__题目 a__.
根据下面这篇线段树题解回答:
(i) 题解部分写明用什么方法解题?
(ii) 常量 maxn 定义为多少?
(iii) 函数 build 在 left == right 时把 sum[root] 设为多少?

E - Just a Hook

题意:
有几根棍子,给出几个区间的操作变成其他属性的棍子,问最后的值是多少

题解:
线段树区间修改

代码:

#include <bits/stdc++.h>

using namespace std;
#define lson left,mid,root << 1
#define rson mid+1,right,root << 1 | 1
typedef long long ll;

const int maxn = 1e5 + 10;

ll sum[maxn << 2];
ll lazy[maxn << 2];

void pushup(ll root)
{
    sum[root] = sum[root << 1] + sum[root << 1 | 1];
}

void pushdown(ll root, ll ln, ll rn)
{
    if(lazy[root])
        {
            lazy[root << 1] = lazy[root];
            lazy[root << 1 | 1] = lazy[root];

            sum[root << 1] = lazy[root] * ln;
            sum[root << 1 | 1] = lazy[root] * rn;

            lazy[root] = 0;
        }
}


void build(ll left, ll right, ll root)
{
    if(left == right)
        {
            sum[root] = 1;
            return ;
        }
    ll mid = left + right >> 1;
    build(lson);
    build(rson);
    pushup(root);
}

void update(ll left, ll right, ll root, ll L, ll R, ll c)
{
    if(L <= left && right <= R) 
        {
            sum[root] = c * (right - left + 1);
            lazy[root] = c;
            return;
        }
    ll mid = left + right >> 1;
    pushdown(root, mid - left + 1, right - mid);

    if(L <= mid)

__题目 b__. 找出记录中含有单词“separate”的所有行,逐行抄出,区分大小写。

__一组数据__.
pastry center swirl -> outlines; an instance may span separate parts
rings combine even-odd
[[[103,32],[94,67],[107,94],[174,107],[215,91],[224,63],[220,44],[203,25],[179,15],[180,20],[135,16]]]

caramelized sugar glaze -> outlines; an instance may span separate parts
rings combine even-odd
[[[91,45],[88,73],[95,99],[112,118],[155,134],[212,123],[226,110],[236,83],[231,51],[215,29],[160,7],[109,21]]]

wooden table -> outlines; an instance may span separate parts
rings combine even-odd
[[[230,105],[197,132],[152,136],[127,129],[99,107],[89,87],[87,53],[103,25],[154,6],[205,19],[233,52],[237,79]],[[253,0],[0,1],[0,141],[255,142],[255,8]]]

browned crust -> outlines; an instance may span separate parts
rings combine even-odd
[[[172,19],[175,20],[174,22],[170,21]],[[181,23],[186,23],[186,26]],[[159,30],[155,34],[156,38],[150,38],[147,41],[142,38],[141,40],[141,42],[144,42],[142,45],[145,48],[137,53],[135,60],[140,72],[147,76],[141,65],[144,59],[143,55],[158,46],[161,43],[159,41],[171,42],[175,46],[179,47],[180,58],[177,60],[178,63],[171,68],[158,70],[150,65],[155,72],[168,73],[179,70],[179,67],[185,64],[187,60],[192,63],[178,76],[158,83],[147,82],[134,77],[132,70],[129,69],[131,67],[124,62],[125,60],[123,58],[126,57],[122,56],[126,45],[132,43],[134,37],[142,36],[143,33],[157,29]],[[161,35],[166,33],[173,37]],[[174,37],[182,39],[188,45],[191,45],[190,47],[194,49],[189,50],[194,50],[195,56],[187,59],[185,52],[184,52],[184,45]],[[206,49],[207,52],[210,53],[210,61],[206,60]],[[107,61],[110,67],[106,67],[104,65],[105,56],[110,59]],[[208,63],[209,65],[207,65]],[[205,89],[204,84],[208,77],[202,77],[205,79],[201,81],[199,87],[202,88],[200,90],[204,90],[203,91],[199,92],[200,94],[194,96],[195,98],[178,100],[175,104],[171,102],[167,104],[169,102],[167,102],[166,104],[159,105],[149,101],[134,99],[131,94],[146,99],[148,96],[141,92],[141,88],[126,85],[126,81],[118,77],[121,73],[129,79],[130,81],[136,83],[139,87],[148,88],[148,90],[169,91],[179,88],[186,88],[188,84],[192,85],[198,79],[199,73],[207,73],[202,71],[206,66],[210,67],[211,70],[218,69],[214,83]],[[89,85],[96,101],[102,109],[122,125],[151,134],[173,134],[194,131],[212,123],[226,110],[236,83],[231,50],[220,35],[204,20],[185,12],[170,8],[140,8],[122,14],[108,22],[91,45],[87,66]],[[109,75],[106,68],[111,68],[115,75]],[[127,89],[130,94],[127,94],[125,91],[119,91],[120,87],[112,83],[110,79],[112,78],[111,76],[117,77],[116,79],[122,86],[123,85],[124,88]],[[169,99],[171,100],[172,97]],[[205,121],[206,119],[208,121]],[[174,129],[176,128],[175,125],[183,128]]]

__最终答案 a__.
(i) 线段树区间修改
(ii) 1e5 + 10
(iii) 1

__最终答案 b__.
pastry center swirl -> outlines; an instance may span separate parts
caramelized sugar glaze -> outlines; an instance may span separate parts
wooden table -> outlines; an instance may span separate parts
browned crust -> outlines; an instance may span separate parts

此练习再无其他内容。